● **What needs to be done**:
Every line below that holds the string "dhoti" should be copied.

Content starts

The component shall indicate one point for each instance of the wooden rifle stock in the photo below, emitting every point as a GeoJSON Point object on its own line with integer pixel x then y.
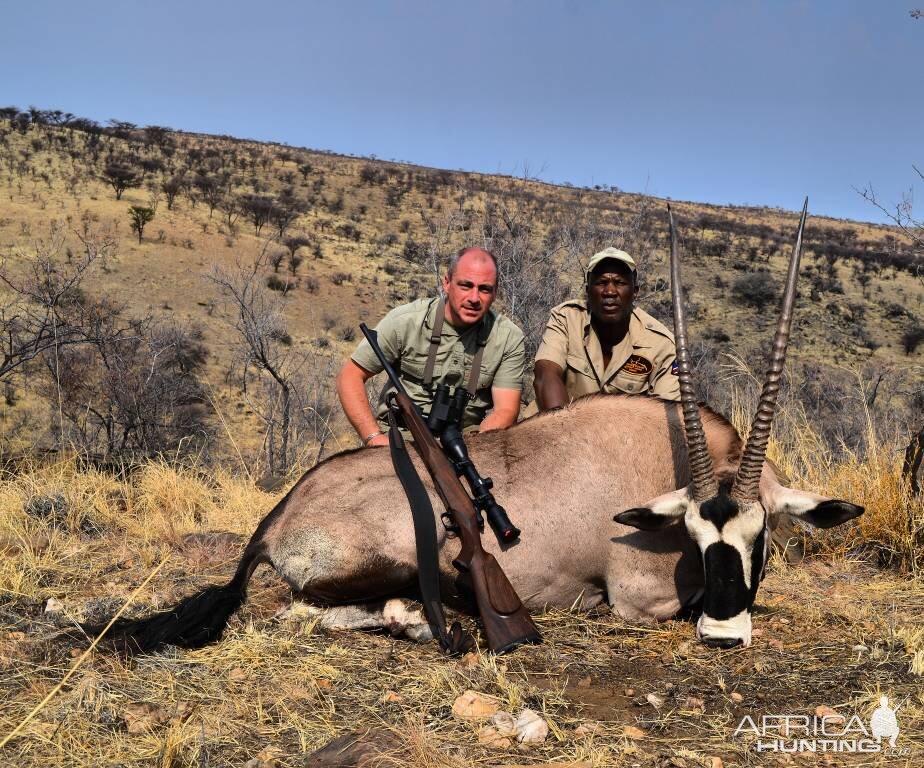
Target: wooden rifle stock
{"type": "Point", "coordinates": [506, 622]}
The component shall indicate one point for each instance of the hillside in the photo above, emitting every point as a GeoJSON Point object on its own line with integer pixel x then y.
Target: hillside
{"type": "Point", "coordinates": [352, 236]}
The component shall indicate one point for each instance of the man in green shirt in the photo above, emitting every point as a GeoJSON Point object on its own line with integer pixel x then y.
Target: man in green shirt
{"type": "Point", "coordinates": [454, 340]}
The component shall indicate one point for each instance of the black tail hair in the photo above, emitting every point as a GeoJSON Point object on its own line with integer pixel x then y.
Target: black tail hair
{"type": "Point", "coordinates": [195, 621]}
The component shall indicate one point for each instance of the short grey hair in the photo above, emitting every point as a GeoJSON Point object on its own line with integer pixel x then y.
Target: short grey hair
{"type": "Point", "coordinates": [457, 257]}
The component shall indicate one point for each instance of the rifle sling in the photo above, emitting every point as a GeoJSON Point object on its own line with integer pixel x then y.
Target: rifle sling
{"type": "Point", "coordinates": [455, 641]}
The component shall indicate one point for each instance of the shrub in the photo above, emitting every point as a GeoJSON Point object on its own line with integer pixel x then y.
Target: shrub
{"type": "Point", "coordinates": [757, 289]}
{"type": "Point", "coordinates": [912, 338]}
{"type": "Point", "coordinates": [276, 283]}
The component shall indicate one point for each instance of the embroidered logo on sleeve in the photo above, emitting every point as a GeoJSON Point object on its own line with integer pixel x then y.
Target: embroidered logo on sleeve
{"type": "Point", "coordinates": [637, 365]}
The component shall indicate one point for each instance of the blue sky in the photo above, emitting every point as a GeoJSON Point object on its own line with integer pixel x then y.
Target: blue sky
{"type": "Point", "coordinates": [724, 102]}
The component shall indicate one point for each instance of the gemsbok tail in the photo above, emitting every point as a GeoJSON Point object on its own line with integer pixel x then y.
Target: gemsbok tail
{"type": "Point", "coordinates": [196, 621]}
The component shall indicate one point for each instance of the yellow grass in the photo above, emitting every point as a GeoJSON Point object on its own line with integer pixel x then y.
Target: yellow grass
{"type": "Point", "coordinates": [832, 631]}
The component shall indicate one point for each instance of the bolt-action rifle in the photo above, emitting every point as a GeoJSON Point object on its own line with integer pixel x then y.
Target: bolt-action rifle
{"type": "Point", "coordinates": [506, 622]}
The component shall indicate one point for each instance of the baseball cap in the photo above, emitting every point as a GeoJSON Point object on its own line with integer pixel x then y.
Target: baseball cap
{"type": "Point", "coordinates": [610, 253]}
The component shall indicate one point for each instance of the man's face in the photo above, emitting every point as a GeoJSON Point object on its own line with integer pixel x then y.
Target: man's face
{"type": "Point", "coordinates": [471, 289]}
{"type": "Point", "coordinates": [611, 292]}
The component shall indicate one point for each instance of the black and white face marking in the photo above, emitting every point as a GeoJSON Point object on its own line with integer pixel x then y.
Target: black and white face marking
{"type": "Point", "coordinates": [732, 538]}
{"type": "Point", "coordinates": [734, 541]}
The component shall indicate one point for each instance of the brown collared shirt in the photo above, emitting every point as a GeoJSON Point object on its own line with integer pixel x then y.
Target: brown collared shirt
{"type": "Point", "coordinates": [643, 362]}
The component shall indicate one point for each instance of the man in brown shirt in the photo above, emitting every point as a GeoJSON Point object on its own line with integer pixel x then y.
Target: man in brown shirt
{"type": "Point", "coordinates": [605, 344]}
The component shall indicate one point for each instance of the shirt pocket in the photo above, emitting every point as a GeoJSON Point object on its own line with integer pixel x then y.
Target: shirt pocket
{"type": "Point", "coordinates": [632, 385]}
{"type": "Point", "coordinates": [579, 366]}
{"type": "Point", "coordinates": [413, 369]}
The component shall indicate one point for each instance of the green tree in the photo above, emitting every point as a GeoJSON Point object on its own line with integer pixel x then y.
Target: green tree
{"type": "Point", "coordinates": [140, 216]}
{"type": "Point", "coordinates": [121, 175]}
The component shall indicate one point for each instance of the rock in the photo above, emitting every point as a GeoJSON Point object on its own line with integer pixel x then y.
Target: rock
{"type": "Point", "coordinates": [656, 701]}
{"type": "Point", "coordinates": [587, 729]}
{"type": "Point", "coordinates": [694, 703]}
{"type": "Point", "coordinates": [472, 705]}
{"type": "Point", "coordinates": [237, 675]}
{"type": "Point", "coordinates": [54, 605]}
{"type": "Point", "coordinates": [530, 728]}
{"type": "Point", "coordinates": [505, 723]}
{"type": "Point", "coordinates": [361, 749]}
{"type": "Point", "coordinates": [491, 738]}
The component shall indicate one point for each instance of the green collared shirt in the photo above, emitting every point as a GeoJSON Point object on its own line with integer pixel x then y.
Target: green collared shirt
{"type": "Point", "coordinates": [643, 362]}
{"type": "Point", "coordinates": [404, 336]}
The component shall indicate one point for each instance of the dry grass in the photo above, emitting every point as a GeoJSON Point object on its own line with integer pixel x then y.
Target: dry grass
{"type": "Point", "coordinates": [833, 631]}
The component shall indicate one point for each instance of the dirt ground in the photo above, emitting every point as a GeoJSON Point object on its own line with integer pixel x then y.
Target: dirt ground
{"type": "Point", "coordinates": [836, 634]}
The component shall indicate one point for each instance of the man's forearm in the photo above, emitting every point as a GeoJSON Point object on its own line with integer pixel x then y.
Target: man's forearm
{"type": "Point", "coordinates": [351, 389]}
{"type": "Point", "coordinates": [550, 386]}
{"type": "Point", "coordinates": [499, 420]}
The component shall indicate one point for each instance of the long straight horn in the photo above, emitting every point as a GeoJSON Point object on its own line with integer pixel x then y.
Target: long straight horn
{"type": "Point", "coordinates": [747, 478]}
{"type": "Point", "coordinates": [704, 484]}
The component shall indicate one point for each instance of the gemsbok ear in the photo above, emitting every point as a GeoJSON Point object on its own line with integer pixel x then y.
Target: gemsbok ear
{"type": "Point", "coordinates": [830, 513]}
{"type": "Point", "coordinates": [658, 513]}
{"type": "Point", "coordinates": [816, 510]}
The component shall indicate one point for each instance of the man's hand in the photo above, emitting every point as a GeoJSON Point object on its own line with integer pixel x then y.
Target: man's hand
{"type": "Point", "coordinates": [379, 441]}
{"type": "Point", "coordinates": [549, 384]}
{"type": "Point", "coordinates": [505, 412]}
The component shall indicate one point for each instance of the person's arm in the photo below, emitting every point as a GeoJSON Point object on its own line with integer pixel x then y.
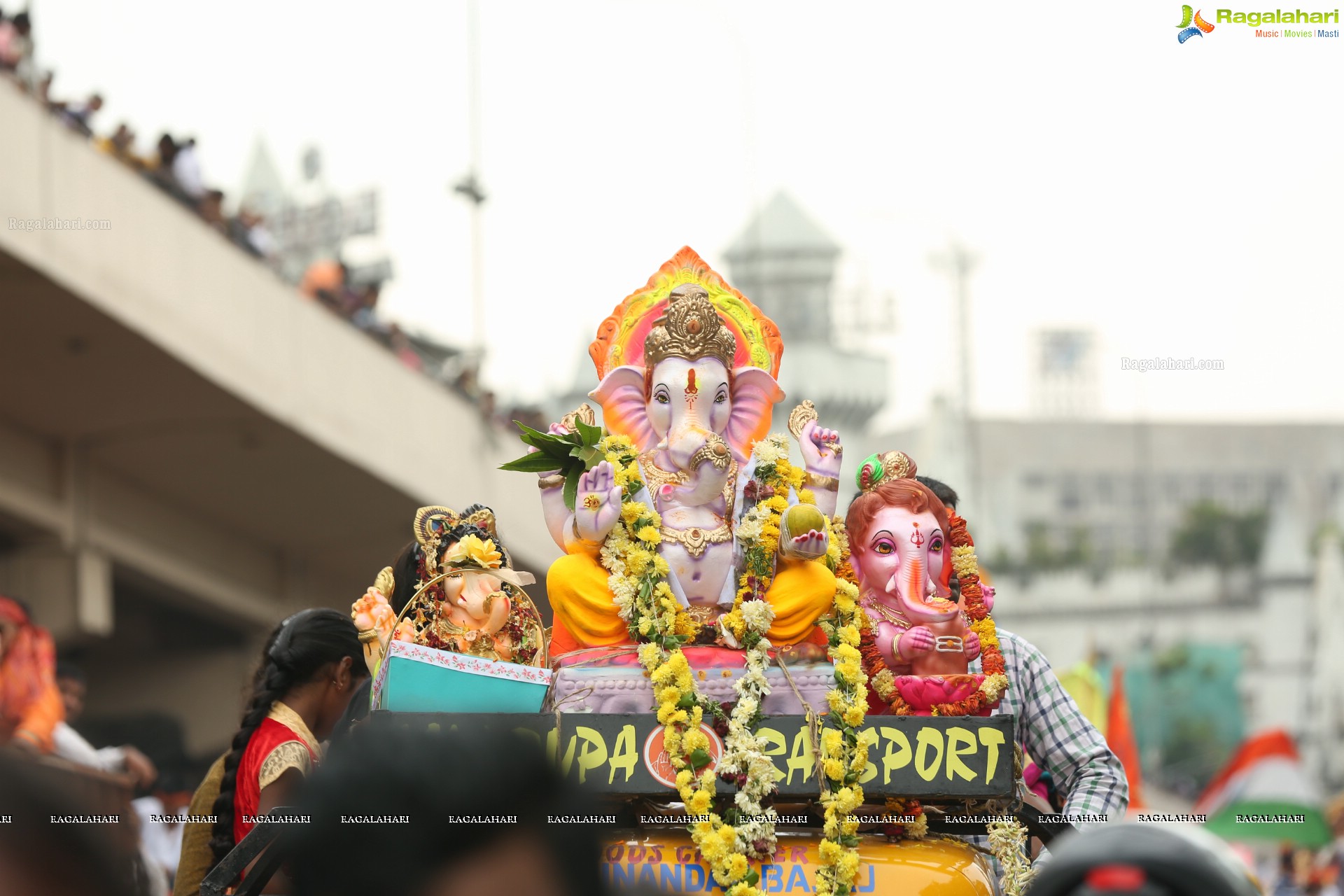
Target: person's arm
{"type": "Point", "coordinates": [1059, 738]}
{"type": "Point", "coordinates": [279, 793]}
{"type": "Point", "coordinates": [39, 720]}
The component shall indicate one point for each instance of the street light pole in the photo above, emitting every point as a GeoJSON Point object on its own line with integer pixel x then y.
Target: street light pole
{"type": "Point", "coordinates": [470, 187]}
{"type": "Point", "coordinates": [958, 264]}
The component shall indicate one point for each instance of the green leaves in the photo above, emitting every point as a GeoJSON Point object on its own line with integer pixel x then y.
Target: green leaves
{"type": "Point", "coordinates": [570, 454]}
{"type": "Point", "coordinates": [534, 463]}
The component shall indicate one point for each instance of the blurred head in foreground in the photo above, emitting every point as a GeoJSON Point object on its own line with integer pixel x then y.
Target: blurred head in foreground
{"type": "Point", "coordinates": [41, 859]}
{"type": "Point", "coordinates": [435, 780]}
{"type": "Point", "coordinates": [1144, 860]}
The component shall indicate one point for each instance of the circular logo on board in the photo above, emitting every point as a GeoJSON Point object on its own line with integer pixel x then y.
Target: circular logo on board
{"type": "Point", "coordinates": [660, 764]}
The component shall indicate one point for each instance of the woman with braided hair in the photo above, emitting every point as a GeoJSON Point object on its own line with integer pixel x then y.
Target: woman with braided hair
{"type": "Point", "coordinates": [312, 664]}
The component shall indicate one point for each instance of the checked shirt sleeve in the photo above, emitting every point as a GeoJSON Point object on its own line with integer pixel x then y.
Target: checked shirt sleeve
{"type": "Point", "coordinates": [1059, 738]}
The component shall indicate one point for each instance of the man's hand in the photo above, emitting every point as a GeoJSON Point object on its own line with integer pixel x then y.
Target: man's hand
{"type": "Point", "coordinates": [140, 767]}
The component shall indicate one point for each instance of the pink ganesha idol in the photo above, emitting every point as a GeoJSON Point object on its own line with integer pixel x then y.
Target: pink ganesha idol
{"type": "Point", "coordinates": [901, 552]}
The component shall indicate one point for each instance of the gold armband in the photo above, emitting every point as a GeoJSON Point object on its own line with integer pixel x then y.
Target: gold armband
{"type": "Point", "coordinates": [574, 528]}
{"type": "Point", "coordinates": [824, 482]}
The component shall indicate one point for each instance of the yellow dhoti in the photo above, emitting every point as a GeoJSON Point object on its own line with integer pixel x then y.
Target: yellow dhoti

Content ends

● **Solution**:
The component shall indicate one point for each instance of the yellow dhoti in the photo above, emitting every point as a GeoJSON Point object on its own line with integer pixel x then y.
Target: yellow dhoti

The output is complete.